LE CHEMINEAU EST LA PLAIE
DES CAMPAGNES

Il y a, sur les routes de France,
200,000 vagabonds

Le chemineau est la plaie des campagnes. Il répand la crainte sur son chemin. Ici, la sécurité est moindre encore qu' à Paris. Ce n' est plus seulement une armée, c' est tout un peuple qui erre par les chemins, vit aux dépens des paysans et échappe complètement à la surveillance de la police rurale.
Et ce peuple, quoi qu' on en puisse croire, est admirablement organisé. Il existe une franc-maçonnerie des vagabonds qui a son langage, ses signes connus des initiés. Les chemineaux s' indiquent les uns aux autres, par des figures crayonnées sur les murs, les fermes hospitalières ou les endroits dangereux. Tel ou tel signe prévient le trimardeur que, par là, se trouve la maison du garde champêtre ou la caserne de la gendarmerie. Ainsi, le chemineau est toujours sur le qui-vive, et la maréchaussée ne peut rien, ou presque rien contre lui.
Par contre, le vagabond peut tout contre sécurité des campagnards... Il y a, sans doute, des trimardeurs honnêtes, mais c' est la minorité ; tout vagabond est forcément un candidat au vol, peut-être même au crime. Et les paysans, grugés, terrorisés, se demandent avec raison ce qu' ils vont devenir, devant l' accroissement du vagabondage, si la réforme tant attendue de la police des campagnes ne vient bientôt mettre un terme à l' exploitation dont ils sont les victimes.

====================

▸ **À faire**
(a) Recopiez le passage de l'extrait sur les vagabonds depuis « Par contre, le » jusqu'à « sont les victimes. » inclus.
(b) Les affirmations suivantes concordent-elles avec l'extrait sur les vagabonds ? Répondez à chacune par oui ou par non en citant exactement les mots décisifs du texte : (i) la sécurité est plus grande dans les campagnes qu'à Paris ; (ii) les chemineaux se signalent les fermes hospitalières par des figures crayonnées sur les murs ; (iii) la plupart des trimardeurs sont honnêtes.

(Données de localisation de points)
====================

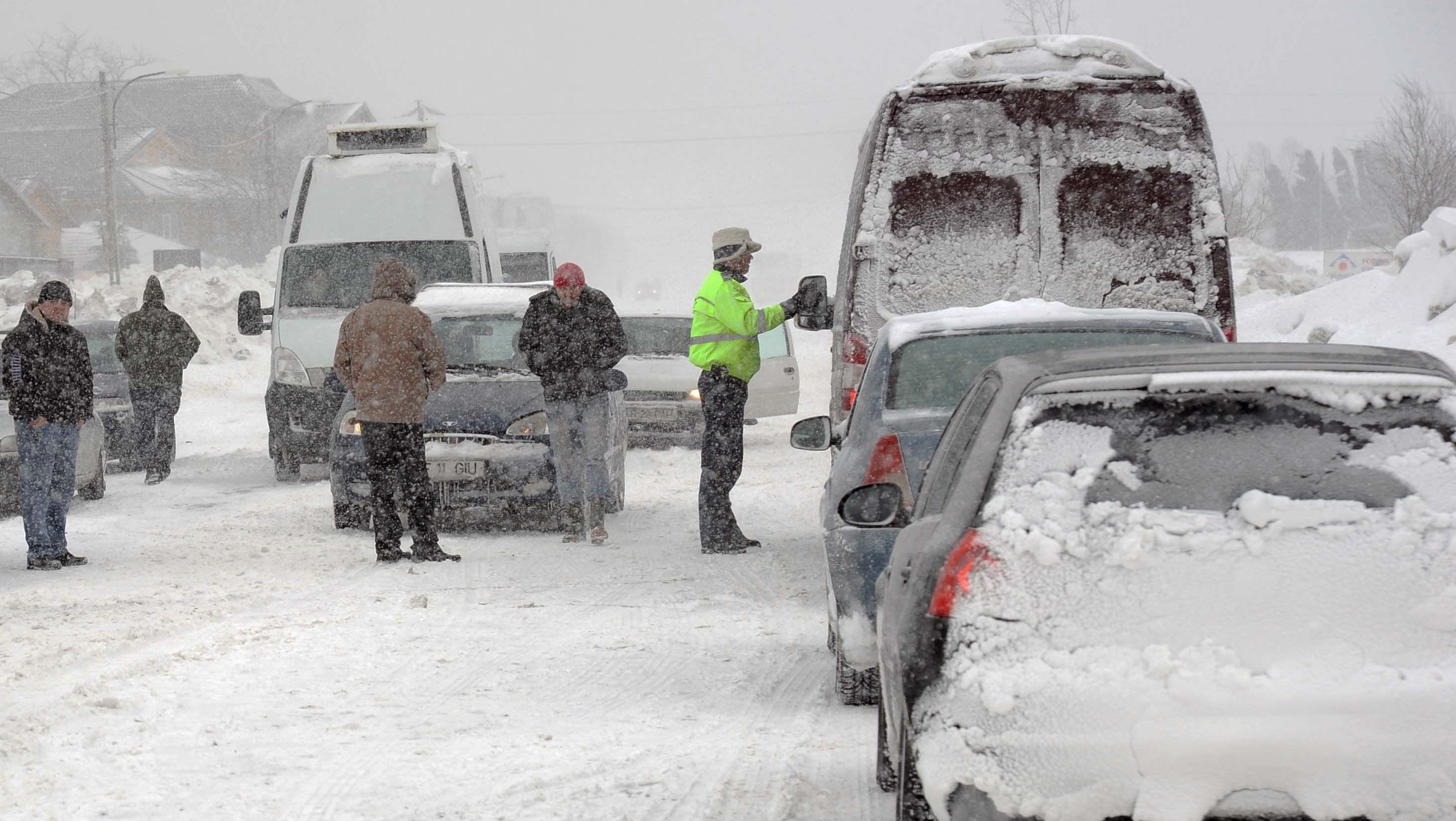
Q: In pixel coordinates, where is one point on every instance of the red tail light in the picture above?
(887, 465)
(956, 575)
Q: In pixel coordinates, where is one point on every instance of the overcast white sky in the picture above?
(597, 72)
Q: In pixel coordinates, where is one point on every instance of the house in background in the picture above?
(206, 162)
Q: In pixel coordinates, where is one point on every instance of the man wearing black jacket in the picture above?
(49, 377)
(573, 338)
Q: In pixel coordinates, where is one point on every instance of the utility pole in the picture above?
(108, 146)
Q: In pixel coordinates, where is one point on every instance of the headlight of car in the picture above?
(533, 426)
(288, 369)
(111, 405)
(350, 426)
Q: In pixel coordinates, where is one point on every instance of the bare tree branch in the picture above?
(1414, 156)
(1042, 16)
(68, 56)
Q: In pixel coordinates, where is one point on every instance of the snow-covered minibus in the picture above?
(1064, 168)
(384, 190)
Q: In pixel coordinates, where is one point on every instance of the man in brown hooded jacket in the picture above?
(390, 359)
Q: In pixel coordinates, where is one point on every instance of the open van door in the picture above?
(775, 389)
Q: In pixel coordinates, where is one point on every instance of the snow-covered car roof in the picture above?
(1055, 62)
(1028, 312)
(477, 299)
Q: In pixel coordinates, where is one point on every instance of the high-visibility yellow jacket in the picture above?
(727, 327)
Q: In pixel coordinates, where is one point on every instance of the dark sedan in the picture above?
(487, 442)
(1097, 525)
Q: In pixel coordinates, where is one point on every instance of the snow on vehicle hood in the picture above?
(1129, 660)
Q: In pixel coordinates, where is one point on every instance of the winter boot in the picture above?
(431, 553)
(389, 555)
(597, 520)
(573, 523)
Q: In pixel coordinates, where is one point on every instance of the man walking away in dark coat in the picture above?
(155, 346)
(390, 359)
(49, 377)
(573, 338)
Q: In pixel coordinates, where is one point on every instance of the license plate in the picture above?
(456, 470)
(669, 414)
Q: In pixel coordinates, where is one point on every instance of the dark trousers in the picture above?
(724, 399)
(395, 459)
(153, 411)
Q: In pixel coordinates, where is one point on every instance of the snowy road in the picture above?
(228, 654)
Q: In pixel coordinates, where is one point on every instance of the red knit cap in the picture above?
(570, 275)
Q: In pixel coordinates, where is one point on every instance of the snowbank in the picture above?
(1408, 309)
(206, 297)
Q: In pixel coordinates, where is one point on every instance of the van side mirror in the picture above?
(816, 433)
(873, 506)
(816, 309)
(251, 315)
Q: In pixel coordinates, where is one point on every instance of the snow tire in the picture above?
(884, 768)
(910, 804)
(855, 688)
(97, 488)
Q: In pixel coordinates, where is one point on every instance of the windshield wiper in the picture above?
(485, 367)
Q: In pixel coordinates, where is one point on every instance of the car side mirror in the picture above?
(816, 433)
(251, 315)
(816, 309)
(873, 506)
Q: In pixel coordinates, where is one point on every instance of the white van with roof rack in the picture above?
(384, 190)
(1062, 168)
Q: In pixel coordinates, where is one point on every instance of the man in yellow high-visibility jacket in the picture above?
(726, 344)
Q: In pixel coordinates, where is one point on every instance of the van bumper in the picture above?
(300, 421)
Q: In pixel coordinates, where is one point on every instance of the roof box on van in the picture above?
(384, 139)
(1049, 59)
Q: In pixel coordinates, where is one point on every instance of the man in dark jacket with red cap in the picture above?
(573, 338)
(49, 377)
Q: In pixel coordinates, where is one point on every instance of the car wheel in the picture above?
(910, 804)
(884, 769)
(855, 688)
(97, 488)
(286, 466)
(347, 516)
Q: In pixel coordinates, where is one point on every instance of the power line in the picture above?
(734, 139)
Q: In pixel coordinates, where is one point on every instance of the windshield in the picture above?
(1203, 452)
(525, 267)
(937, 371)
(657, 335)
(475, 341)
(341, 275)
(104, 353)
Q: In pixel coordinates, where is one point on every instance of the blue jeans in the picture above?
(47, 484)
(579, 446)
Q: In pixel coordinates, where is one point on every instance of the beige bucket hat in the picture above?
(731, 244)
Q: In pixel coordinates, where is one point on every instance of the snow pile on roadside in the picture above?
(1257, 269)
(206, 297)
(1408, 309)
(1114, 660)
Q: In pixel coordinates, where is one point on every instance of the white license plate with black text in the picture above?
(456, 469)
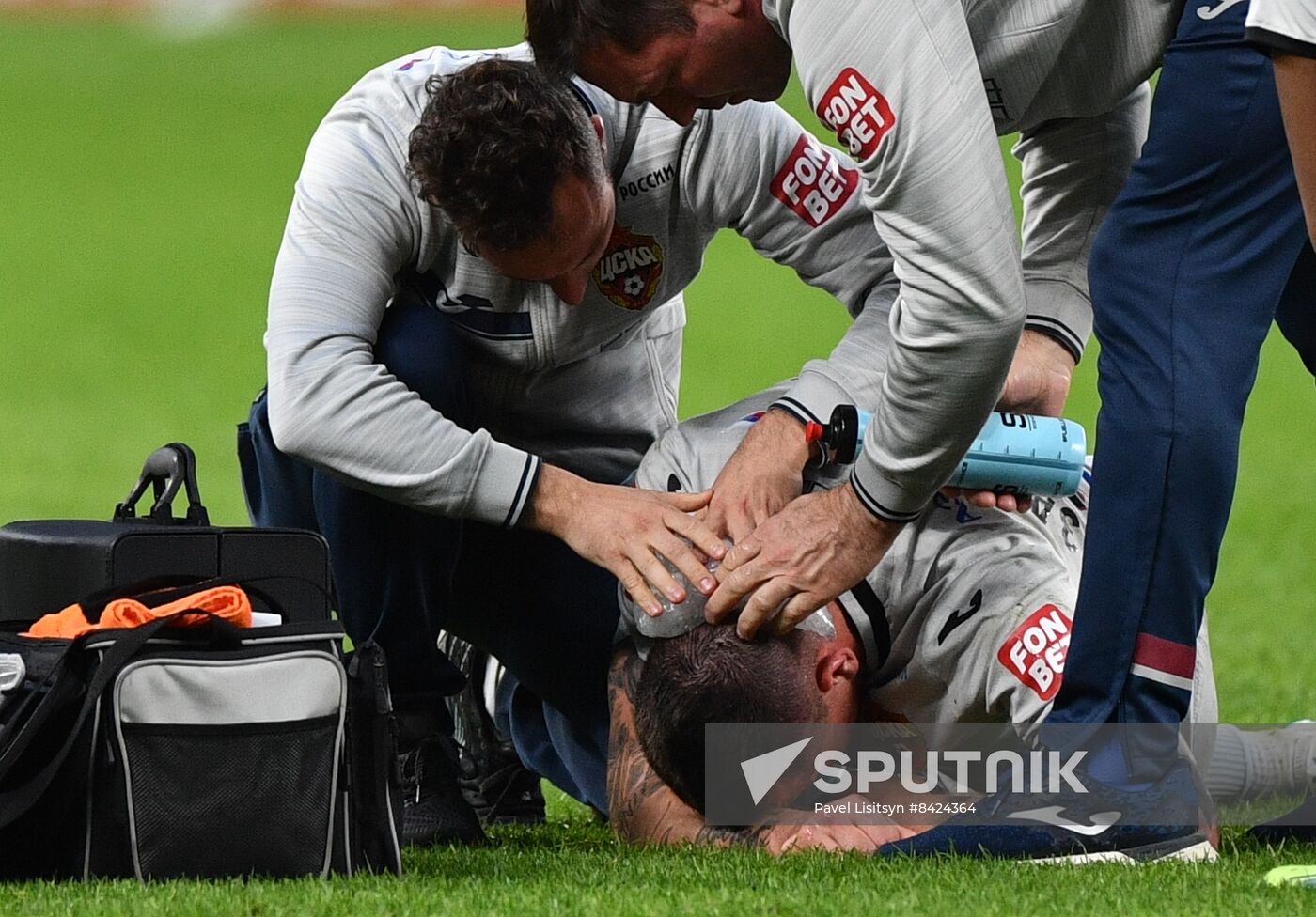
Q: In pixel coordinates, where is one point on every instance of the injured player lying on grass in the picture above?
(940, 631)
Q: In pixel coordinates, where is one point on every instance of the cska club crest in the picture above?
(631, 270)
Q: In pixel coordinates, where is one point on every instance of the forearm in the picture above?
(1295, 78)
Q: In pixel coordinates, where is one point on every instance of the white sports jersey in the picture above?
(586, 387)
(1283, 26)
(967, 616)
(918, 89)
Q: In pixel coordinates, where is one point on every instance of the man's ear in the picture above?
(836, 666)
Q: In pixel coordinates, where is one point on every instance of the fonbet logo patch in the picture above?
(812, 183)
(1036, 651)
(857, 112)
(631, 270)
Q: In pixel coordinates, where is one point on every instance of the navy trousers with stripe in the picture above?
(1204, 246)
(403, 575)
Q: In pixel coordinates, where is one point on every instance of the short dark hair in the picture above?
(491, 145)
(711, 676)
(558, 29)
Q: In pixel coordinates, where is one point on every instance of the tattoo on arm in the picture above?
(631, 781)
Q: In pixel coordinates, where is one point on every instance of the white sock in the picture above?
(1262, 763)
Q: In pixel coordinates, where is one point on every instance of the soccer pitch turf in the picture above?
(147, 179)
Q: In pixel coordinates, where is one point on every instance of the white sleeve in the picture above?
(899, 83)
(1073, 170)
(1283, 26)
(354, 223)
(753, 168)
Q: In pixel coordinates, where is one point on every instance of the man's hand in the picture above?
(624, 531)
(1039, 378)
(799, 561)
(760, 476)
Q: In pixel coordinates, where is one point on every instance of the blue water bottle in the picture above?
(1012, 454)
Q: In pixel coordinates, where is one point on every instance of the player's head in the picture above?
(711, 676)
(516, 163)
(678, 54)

====================

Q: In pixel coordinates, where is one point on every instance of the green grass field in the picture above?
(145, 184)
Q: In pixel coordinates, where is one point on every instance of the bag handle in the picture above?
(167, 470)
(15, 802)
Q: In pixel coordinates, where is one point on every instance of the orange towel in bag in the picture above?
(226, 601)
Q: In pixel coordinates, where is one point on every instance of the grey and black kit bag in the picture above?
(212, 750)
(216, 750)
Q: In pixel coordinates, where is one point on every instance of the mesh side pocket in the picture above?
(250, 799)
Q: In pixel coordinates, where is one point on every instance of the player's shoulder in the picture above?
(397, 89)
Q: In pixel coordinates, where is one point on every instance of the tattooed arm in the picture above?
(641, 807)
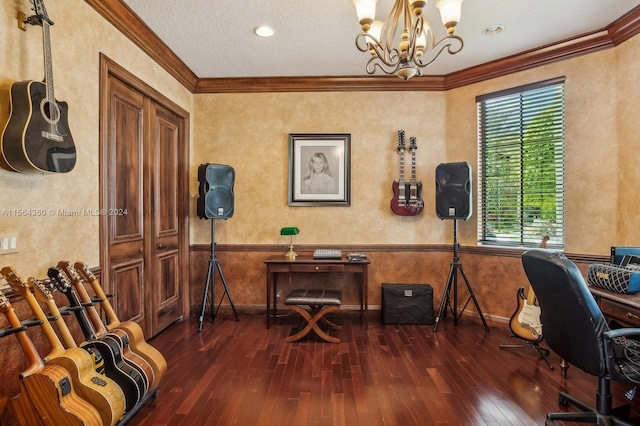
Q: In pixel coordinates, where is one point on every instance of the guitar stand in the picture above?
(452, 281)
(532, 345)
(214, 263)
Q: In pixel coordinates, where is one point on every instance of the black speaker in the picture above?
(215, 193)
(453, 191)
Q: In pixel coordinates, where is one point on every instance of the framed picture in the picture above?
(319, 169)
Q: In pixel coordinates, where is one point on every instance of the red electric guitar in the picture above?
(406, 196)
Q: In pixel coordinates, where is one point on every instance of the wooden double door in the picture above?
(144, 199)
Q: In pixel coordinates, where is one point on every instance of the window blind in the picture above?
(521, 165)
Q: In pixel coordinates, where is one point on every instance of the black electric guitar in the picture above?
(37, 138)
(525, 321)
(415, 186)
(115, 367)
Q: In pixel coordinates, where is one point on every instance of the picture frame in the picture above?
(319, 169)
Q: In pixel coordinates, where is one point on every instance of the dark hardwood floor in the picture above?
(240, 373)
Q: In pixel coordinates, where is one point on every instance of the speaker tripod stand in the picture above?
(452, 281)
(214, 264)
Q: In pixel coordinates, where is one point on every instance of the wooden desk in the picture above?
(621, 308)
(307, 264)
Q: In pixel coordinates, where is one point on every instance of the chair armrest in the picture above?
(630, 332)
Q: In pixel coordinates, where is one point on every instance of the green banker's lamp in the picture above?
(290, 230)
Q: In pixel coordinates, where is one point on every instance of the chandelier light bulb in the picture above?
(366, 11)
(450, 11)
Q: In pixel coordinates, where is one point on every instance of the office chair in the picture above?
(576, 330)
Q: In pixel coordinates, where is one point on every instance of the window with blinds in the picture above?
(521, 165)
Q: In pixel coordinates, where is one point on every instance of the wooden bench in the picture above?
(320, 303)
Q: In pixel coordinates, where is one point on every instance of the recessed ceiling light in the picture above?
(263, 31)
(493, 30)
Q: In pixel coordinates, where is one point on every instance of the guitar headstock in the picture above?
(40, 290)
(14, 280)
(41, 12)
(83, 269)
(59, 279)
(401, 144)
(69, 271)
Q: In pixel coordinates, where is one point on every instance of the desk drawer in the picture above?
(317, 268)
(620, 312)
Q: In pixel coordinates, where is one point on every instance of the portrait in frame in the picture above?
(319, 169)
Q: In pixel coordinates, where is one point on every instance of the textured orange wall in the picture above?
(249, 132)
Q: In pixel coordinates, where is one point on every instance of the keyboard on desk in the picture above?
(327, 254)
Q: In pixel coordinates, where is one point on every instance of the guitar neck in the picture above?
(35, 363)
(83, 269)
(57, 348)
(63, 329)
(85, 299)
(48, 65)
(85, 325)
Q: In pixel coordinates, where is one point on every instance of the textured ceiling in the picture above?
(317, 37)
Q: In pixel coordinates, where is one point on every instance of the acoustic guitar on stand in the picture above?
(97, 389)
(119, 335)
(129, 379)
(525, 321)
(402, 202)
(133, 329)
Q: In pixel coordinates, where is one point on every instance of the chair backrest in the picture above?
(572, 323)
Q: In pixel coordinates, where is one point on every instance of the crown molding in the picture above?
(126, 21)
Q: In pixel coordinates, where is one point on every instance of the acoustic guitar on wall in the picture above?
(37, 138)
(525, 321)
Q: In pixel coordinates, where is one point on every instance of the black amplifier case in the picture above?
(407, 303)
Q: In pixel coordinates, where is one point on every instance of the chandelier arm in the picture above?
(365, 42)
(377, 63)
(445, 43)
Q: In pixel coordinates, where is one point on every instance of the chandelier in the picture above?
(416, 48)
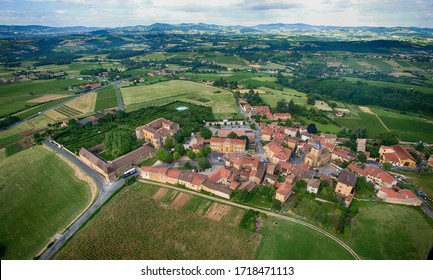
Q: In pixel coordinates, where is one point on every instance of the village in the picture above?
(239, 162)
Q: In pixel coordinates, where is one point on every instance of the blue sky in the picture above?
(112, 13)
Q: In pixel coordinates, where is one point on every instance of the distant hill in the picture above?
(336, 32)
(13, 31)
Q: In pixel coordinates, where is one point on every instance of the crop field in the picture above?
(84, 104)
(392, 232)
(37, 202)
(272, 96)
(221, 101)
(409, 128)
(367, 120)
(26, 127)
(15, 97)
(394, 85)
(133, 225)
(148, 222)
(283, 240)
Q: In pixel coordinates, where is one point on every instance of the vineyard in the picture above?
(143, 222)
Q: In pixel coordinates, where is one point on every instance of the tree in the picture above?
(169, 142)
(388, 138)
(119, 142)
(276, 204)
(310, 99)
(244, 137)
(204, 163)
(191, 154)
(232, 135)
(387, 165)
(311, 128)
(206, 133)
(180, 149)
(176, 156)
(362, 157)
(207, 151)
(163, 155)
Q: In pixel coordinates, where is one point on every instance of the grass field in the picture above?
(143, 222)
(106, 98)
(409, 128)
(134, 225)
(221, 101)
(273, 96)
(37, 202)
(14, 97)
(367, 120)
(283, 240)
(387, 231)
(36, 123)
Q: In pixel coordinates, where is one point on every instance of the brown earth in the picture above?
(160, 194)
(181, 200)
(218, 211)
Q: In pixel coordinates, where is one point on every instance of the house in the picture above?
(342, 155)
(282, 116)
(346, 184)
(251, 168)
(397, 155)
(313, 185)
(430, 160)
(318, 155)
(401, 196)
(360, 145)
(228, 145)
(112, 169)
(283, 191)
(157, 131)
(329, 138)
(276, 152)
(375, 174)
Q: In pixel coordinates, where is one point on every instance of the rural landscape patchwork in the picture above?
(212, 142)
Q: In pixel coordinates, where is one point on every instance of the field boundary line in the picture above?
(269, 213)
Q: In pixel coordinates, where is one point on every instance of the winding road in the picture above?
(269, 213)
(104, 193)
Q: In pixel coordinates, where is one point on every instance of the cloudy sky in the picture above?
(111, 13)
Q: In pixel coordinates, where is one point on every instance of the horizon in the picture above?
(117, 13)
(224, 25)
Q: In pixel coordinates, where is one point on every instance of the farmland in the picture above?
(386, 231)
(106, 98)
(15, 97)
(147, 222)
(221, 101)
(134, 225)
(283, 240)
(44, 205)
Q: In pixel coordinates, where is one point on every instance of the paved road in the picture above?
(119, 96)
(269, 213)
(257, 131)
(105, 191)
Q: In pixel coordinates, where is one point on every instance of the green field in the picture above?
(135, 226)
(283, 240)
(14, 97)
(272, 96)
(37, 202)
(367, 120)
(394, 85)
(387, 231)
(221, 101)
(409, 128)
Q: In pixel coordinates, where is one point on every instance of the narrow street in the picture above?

====================

▸ **Réponses par numéro**
(a)
Par contre, le vagabond peut tout contre sécurité des campagnards... Il y a, sans doute, des trimardeurs honnêtes, mais c' est la minorité ; tout vagabond est forcément un candidat au vol, peut-être même au crime. Et les paysans, grugés, terrorisés, se demandent avec raison ce qu' ils vont devenir, devant l' accroissement du vagabondage, si la réforme tant attendue de la police des campagnes ne vient bientôt mettre un terme à l' exploitation dont ils sont les victimes.

(b)
(i) Non : « Ici, la sécurité est moindre encore qu' à Paris. »
(ii) Oui : « Les chemineaux s' indiquent les uns aux autres, par des figures crayonnées sur les murs, les fermes hospitalières ou les endroits dangereux. »
(iii) Non : « Il y a, sans doute, des trimardeurs honnêtes, mais c' est la minorité »